How Do Others View You?

What do people see when they look at you?

It’s a question most of us ponder from time to time. Though we shouldn’t worry about what others think, or their opinions of us, whether openly stated or kept tight-lipped in secret, we do.

What do they see?

A lot of people’s existence in the public eye is often a pseudo-image they wish to portray. Often, people want others to only see ‘their good side’. However, the good side might not be what’s truly on the inside. This juggling act is difficult for these people to maintain. Eventually their facade cracks and shatters, only to reveal the true person on the inside.

If you’re a person with solid self-confidence, without the added narcissistic attitude, others might view you as a successful person. Others might quietly despise you for being able to remain confident during turmoil. Some even hope to witness your failure and fall. And some of these individuals are family and so-called friends. Be aware and beware. Embracing one of these individuals will leave you with a knife in the back after you walk away.

If you lack self-confidence, take the necessary steps to construct a better you with an optimistic view for what you want to achieve in life.

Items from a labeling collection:
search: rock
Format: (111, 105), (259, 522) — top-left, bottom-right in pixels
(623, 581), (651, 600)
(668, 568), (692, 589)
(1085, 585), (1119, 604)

Short task: Reproduce word for word the part of the essay on how others view you that opens with the words containing "If you’re a" and closes with "achieve in life.".

Output:
If you’re a person with solid self-confidence, without the added narcissistic attitude, others might view you as a successful person. Others might quietly despise you for being able to remain confident during turmoil. Some even hope to witness your failure and fall. And some of these individuals are family and so-called friends. Be aware and beware. Embracing one of these individuals will leave you with a knife in the back after you walk away.

If you lack self-confidence, take the necessary steps to construct a better you with an optimistic view for what you want to achieve in life.